Excerpt:
____________

Most modern developments, both commercial and residential, will be governed by a number of conditions, designed to regulate the amenity of the development, set out arrangements for management and decision making in relation to common parts, and provide a framework in which owners of units have both a responsibility towards the other owners, and an entitlement to enforce compliance with these conditions against other owners.
Drafting such Deeds of Conditions, particularly in multi-use developments, can be a complicated business, but even in apparently straightforward single use sites, setting up the relevant terms and conditions can prove to be challenging, particularly in respect of the treatment of common external areas, as the circumstances of the recent Lands Tribunal case of Turnberry Homes Limited v The Keeper of the Registers of Scotland demonstrate.
How to dispose of common external areas
A frequent issue for developers is the question of what to do with the bits of the development that are left over after individual plots or units have been sold to purchasers. Invariably these consist of external common parts: roads, footpaths, landscaped areas and so on. One popular approach is for these portions of a development to be conveyed in common amongst all of the plot or unit owners, usually by way of pro indiviso shares (that is, shares in an undivided whole) of the whole of the common areas. More often than not, the Deed of Conditions will refer to this approach, and define the specifica areas that are to be included. The individual conveyances of each unit or plot will then convey a pro indiviso share in the common parts to the purchasers, usually by reference to the definition of them contained in the Deed of Conditions.
How to define common external areas
The best way to identify the areas that are to be the common parts and subjected to this treatment, is to attach a suitable plan to the Deed of Conditions, on which the areas concerned are clearly shown. Often however, and particularly in the early stages of a development, the developer may not have finally identified the precise extent and location of the common areas, and the practice has developed over the years of describing the common parts by reference to those parts of the development of this type e.g. roads, grassed areas, footpaths and others which are not otherwise conveyed as plots or units to individual purchasers.
Readers who are familiar with Deeds of Conditions and their application, will be aware that this approach is, in fact, currently under review in any event, and while it is not within the scope of this article to comment on that review, which is ongoing and not yet complete, it is the case that in the circumstances of the Lands Tribunal case of Turnberry Homes Limited v The Keeper of the Registers of Scotland, this is the approach that was adopted by the developer, and as the facts as reported bear out, treated as effective for the purposes of conveyances of pro indiviso shares to individual plot owners, in 2001 and subsequently.

____________

Record list:
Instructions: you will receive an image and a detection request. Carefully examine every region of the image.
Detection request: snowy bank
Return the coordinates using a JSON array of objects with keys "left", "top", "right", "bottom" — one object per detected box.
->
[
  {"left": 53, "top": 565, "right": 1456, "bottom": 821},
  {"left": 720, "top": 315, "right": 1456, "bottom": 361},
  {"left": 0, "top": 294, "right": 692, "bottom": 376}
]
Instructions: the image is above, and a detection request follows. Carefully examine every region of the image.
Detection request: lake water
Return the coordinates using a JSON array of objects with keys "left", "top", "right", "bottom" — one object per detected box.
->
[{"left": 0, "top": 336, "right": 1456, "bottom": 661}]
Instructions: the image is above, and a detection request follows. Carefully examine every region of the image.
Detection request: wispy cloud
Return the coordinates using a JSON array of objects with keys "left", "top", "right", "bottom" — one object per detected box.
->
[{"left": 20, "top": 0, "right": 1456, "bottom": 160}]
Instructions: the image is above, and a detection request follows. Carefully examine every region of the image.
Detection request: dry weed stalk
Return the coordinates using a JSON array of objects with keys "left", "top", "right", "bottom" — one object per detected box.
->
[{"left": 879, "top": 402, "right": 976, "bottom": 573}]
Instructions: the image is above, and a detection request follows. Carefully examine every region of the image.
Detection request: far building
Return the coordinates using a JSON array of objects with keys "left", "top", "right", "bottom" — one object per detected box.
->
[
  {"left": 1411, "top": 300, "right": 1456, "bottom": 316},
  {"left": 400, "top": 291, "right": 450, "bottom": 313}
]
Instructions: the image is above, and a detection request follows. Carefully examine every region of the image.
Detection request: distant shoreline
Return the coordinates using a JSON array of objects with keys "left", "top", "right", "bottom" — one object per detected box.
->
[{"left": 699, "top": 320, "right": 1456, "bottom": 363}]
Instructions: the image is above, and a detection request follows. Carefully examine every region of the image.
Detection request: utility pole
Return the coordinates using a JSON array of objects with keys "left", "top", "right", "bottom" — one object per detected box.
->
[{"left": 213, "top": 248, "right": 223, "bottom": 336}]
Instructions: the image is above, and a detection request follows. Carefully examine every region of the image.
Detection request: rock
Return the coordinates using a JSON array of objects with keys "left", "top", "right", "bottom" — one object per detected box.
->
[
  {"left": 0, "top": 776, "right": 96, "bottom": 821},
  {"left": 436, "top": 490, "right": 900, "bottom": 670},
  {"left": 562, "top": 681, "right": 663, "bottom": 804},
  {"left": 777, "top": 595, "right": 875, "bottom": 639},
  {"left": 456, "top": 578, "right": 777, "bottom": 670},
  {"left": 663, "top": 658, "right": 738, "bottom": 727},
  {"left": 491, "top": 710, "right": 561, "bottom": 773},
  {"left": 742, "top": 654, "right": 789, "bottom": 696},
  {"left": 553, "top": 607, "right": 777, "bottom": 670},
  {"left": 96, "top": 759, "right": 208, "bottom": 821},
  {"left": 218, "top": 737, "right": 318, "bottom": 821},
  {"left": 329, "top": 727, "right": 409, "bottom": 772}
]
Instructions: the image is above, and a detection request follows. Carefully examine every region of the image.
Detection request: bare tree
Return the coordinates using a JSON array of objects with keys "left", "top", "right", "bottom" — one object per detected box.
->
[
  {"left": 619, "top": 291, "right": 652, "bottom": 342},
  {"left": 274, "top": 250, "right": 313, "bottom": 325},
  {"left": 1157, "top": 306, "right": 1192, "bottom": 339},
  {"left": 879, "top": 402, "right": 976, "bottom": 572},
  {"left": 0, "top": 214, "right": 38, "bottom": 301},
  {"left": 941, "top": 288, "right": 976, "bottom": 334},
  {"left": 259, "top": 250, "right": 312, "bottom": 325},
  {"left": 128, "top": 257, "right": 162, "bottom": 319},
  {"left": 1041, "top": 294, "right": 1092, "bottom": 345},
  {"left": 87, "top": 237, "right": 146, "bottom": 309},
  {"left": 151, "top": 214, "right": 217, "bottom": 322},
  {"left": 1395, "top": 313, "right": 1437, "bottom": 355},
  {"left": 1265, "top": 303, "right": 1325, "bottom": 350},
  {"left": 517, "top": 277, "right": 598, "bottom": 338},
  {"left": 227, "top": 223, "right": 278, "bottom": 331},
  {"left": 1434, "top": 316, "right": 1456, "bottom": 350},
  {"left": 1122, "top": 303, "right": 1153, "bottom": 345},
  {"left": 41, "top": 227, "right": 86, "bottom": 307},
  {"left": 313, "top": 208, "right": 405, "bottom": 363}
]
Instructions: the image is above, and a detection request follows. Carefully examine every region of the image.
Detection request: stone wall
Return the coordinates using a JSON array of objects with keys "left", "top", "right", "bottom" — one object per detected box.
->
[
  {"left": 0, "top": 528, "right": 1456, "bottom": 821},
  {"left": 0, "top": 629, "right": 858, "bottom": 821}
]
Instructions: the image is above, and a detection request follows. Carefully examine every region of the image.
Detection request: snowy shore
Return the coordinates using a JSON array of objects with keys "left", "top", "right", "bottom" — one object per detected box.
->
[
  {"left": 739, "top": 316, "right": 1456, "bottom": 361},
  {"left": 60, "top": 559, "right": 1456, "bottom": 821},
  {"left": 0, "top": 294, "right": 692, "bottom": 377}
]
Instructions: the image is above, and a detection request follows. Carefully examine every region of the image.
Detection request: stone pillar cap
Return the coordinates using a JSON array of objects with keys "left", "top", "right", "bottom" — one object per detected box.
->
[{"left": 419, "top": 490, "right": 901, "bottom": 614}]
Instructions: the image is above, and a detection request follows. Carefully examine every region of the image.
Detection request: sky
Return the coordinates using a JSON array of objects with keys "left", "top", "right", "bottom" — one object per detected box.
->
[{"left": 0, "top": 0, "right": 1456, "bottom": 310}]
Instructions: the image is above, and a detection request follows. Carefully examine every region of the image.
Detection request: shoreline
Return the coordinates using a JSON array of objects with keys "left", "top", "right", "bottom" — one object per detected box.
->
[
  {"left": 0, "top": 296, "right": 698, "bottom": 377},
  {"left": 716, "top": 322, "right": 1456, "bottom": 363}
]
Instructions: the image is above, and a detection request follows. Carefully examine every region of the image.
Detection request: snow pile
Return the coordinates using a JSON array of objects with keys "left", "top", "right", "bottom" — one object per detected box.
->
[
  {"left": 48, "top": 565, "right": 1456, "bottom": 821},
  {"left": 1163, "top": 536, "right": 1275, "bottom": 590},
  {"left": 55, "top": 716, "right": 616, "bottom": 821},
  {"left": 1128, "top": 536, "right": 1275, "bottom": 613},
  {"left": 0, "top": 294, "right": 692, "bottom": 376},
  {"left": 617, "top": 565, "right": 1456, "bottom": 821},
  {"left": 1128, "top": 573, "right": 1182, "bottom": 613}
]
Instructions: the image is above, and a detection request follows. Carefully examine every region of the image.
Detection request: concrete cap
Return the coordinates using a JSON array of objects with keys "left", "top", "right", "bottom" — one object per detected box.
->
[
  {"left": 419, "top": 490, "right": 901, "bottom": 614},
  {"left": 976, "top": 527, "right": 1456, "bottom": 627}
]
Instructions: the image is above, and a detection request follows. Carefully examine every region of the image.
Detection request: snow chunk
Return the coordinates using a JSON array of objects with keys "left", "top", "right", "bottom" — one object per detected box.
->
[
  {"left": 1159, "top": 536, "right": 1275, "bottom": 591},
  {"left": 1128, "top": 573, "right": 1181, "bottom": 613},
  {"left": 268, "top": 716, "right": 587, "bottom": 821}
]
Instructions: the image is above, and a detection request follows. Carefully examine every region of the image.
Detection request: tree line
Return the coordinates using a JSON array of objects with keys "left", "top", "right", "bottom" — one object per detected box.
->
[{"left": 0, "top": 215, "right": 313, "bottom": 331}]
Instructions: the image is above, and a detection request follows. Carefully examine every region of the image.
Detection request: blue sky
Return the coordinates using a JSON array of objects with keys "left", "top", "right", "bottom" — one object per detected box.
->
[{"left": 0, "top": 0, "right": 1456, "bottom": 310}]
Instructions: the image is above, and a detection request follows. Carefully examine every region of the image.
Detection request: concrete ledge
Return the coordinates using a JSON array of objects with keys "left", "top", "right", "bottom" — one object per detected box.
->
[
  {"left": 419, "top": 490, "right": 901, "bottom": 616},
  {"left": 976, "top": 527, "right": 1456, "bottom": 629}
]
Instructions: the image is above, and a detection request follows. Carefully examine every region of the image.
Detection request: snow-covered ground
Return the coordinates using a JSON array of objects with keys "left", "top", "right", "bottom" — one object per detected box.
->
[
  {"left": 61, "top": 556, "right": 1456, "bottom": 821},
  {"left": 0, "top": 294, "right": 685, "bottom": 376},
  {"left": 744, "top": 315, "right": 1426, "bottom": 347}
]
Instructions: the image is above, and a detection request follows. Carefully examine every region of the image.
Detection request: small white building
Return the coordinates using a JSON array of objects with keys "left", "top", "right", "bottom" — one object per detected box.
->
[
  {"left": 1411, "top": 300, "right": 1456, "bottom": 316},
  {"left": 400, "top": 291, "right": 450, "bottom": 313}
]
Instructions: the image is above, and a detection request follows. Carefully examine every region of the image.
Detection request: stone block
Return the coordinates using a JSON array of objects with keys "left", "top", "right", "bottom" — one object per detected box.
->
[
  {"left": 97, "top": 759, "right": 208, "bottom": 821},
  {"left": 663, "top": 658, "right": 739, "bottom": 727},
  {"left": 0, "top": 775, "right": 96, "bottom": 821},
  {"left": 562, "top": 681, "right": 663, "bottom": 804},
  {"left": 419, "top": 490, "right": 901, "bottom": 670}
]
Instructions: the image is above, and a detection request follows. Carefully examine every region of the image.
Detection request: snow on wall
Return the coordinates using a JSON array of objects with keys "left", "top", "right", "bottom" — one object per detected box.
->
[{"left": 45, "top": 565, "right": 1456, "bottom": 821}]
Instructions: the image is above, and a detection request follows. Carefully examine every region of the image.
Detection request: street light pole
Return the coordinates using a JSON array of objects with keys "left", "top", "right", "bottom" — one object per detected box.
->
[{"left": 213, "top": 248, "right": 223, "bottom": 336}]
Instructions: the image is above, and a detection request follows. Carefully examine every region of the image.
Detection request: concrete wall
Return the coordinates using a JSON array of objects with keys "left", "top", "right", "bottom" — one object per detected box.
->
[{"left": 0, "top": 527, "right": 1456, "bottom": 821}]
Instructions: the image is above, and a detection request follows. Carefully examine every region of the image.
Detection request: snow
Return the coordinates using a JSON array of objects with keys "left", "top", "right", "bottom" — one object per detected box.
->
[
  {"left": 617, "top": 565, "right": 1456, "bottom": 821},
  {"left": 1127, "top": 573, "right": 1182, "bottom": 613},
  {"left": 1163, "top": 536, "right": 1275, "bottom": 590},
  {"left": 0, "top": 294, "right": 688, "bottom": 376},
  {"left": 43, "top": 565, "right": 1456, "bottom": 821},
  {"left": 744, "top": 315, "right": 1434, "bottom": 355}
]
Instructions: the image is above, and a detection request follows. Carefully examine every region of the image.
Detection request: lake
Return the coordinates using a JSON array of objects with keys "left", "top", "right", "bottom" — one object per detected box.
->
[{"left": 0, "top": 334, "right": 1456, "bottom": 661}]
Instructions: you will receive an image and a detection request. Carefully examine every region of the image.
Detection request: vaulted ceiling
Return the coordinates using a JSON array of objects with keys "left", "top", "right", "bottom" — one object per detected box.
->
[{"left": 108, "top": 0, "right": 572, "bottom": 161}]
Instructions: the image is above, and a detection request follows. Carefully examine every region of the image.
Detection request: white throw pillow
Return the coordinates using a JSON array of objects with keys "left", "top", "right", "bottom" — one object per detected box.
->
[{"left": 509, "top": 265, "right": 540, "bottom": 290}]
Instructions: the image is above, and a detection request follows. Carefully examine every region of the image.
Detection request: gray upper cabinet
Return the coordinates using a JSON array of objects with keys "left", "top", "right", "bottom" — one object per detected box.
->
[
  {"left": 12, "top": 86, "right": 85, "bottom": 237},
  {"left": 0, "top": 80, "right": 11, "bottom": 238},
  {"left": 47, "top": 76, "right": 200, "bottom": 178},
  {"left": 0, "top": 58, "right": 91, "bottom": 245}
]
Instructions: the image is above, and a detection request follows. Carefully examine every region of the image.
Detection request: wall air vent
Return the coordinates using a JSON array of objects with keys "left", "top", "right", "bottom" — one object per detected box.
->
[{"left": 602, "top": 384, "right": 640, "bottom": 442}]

____________

To-do list:
[A] Answer each question from the article on Deeds of Conditions.
(i) What does the article say pro indiviso shares are?
(ii) According to the article, what is the best way to identify the areas that are to be the common parts?
(iii) From what year were the conveyances of pro indiviso shares to individual plot owners treated as effective in the Turnberry Homes case?
[B] Reproduce the passage of the Deeds of Conditions article that opens with the words containing "Most modern developments, both" and closes with "of Scotland demonstrate.".

Exercise solutions:
[A]
(i) Shares in an undivided whole.
(ii) Attaching a suitable plan to the Deed of Conditions, with the areas concerned clearly shown on it.
(iii) 2001 (and subsequently).

[B]
Most modern developments, both commercial and residential, will be governed by a number of conditions, designed to regulate the amenity of the development, set out arrangements for management and decision making in relation to common parts, and provide a framework in which owners of units have both a responsibility towards the other owners, and an entitlement to enforce compliance with these conditions against other owners.
Drafting such Deeds of Conditions, particularly in multi-use developments, can be a complicated business, but even in apparently straightforward single use sites, setting up the relevant terms and conditions can prove to be challenging, particularly in respect of the treatment of common external areas, as the circumstances of the recent Lands Tribunal case of Turnberry Homes Limited v The Keeper of the Registers of Scotland demonstrate.